• TASK INSTRUCTIONS: When you reach the records, transcribe each one exactly.

Segment Start: RECORDS PROVIDED

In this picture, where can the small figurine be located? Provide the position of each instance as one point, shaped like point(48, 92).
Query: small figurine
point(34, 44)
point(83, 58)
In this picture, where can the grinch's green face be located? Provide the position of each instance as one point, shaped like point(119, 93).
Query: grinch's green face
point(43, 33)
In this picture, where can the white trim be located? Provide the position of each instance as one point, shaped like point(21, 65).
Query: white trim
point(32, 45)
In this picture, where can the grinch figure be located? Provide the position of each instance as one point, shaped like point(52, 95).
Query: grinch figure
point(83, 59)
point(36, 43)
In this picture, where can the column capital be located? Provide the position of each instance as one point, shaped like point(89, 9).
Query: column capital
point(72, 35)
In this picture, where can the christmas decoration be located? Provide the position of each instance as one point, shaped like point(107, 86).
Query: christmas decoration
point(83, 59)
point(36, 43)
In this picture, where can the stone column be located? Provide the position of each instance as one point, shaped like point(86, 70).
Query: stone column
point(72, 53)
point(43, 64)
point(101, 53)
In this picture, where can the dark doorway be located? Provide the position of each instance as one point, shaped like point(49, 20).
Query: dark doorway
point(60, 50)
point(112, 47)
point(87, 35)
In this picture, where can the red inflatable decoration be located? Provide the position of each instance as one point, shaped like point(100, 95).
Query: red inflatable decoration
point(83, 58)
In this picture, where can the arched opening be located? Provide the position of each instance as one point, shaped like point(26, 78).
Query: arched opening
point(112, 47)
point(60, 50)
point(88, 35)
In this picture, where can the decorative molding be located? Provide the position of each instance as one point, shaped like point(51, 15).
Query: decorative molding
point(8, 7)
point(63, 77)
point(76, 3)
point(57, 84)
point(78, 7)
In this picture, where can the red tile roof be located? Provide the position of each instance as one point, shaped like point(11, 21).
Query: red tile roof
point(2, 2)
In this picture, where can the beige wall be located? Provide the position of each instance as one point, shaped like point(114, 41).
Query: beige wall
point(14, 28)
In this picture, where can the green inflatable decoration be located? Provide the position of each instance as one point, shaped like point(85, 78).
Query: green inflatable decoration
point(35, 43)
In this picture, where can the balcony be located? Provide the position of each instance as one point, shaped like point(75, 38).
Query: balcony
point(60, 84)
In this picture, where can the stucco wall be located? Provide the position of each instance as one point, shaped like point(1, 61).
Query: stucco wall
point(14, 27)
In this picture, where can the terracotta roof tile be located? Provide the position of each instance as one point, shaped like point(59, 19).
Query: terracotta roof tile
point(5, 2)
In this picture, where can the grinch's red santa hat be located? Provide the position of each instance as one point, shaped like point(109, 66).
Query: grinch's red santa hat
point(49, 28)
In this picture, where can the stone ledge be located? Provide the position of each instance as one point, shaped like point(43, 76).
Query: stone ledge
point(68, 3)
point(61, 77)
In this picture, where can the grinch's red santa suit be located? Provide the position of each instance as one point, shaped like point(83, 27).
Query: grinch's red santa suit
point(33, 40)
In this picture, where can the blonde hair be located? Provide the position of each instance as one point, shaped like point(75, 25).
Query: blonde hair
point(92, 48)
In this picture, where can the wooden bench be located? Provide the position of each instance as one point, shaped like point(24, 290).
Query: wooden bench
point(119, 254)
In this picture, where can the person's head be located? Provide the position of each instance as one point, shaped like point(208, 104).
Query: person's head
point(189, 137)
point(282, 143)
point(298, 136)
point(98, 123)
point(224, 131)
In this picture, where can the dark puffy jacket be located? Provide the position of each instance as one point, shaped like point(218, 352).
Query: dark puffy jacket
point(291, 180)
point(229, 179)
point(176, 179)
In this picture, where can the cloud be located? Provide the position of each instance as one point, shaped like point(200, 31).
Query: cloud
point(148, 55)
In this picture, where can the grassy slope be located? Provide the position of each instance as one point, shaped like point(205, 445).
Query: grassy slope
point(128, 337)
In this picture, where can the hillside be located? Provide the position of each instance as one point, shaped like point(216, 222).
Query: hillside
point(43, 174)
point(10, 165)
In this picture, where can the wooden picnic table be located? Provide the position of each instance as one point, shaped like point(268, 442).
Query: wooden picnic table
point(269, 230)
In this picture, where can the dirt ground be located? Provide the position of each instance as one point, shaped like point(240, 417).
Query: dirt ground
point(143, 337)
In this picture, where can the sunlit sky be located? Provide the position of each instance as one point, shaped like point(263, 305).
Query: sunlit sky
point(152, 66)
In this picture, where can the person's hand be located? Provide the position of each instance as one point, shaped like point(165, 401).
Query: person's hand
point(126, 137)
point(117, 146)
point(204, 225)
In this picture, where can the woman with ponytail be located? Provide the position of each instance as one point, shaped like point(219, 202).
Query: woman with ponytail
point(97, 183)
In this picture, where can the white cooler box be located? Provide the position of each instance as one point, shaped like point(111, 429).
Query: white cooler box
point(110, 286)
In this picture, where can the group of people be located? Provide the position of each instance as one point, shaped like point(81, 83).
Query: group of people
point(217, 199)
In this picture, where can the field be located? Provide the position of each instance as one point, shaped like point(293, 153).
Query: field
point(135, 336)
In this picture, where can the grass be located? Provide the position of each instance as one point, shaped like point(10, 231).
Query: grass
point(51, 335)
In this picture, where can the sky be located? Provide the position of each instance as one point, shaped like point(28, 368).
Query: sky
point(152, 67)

Segment End: RECORDS PROVIDED

• SOLUTION:
In this picture, where can the small figurine be located? Provide the position of each instance as one point, shaped like point(48, 92).
Query: small figurine
point(34, 44)
point(83, 58)
In this picture, where can the grinch's green face be located? Provide the position of each instance as one point, shaped like point(119, 93).
Query: grinch's green face
point(43, 33)
In this picture, where can the white trim be located? Provide the position of each instance as one point, shaped like point(21, 65).
Query: white trim
point(32, 45)
In this picture, where can the grinch figure be located? Provide the position of each instance as one point, shaped like point(52, 95).
Query: grinch figure
point(83, 59)
point(36, 43)
In this picture, where can the column capital be located? Provide the position of each instance as one point, shaped like point(89, 9).
Query: column capital
point(72, 35)
In this picture, where can the christmas decoration be located? Provide the position of each instance as one point, shaped like point(107, 86).
Query: christmas decoration
point(83, 59)
point(36, 43)
In this picture, where can the stone column be located? Provide the position of each instance as one point, shaped like point(86, 70).
Query: stone column
point(72, 53)
point(43, 64)
point(101, 53)
In this picture, where can the dark doorway be located? Provide the position of each instance as one point, shaped like point(49, 20).
Query: dark doorway
point(60, 50)
point(112, 47)
point(87, 35)
In this picture, where can the red inflatable decoration be located? Provide the position of each instance as one point, shaped like point(100, 95).
Query: red inflatable decoration
point(83, 58)
In this picture, where can the arched opening be located? Provide the position of each instance as one point, shaped like point(26, 78).
Query: arched opening
point(112, 47)
point(60, 50)
point(88, 35)
In this picture, where can the decorative molding be located? Provide the position of each instance as one point, shaped like point(51, 15).
Query: decorative molding
point(8, 7)
point(63, 77)
point(76, 3)
point(57, 84)
point(78, 7)
In this picture, where can the red tile roof be located? Provide the position of each instance as one point, shaped like point(11, 21).
Query: red tile roof
point(2, 2)
In this picture, where can the beige wall be located? Provide the position of each instance as one point, shaped like point(114, 41).
Query: beige wall
point(14, 28)
In this picture, where can the green inflatable decoration be located? Provide the position of each instance as one point, shaped like point(85, 78).
Query: green inflatable decoration
point(35, 43)
In this picture, where can the balcony be located? Provide the position of each instance as one point, shaped like point(75, 38).
Query: balcony
point(60, 84)
In this picture, where can the stucco wall be located? Provide the position of each instance as one point, shaped like point(1, 61).
Query: stucco wall
point(14, 27)
In this picture, where can the terracotta roof tile be located? Provide the position of each instance as one point, shaped like point(59, 19).
Query: terracotta roof tile
point(5, 2)
In this picture, where can the grinch's red santa hat be located? Provide the position of each instance as one point, shaped like point(109, 66).
Query: grinch's red santa hat
point(49, 28)
In this picture, where can the stone ledge be located? Provide the position of each instance as one point, shaped like point(43, 76).
Query: stone ledge
point(68, 3)
point(61, 77)
In this picture, where can the grinch's red santa suit be located? Provide the position of each instance as one point, shaped like point(83, 27).
Query: grinch's red santa suit
point(33, 40)
In this picture, where can the blonde hair be located? Provide the position of each instance as one point, shaped like point(75, 25).
Query: blonde hair
point(92, 48)
In this picture, where can the wooden bench be located? Provide the position of each instance as one point, shaped like point(24, 290).
Query: wooden bench
point(119, 254)
In this picture, where can the person's head be located? Provide the position of each instance as one point, shaped like point(208, 104).
Query: person's head
point(189, 137)
point(282, 143)
point(298, 136)
point(98, 123)
point(224, 131)
In this picture, where can the dark puffy jacket be located? Provide the position of each instance as one point, shaped like point(218, 352).
Query: dark puffy jacket
point(291, 180)
point(229, 179)
point(176, 179)
In this picture, where can the cloud be located? Provide the position of each instance as one point, shaped like point(200, 31).
Query: cloud
point(148, 55)
In this picture, where can the grassy slope be located? Provide the position of each instance as one point, shaped like point(205, 445).
Query: grassy slope
point(128, 337)
In this picture, where can the hillside be located? Provide the position of each instance as one point, shaped like point(216, 222).
Query: hillside
point(43, 174)
point(10, 165)
In this picture, where can the wooden picnic table be located? Provide the position of each instance as one point, shaped like point(268, 442).
Query: wooden picnic table
point(269, 230)
In this picture, where can the dirt ground be located? Provide the position of each instance as one point, shaped like point(240, 417).
Query: dirt ground
point(143, 337)
In this picture, where can the sunlit sky be located? Provide the position of each instance as one point, shaped like point(263, 305).
Query: sunlit sky
point(152, 66)
In this picture, where can the person's hand be located? Provide the position of each instance as one point, shaped like point(165, 401).
Query: person's hand
point(126, 137)
point(117, 146)
point(204, 225)
In this picture, where can the woman with ponytail be located? Provide the position of each instance as one point, shaped like point(219, 202).
Query: woman with ponytail
point(97, 183)
In this picture, where can the white cooler box be located? Provide the position of each instance as one point, shaped like point(111, 429).
Query: white cooler box
point(110, 286)
In this picture, where can the group of people be located? Provide the position of each instance as one point, shaped like point(81, 83).
Query: group of people
point(217, 199)
In this picture, where can the field be located? Provide the position of each instance as one point, shaped like point(293, 153).
Query: field
point(135, 336)
In this picture, where can the grass be located? Provide the position of each instance as one point, shaped like point(10, 231).
Query: grass
point(51, 335)
In this picture, where can the sky be located? Provide the position of each instance as one point, shaped like point(28, 368).
Query: sky
point(152, 67)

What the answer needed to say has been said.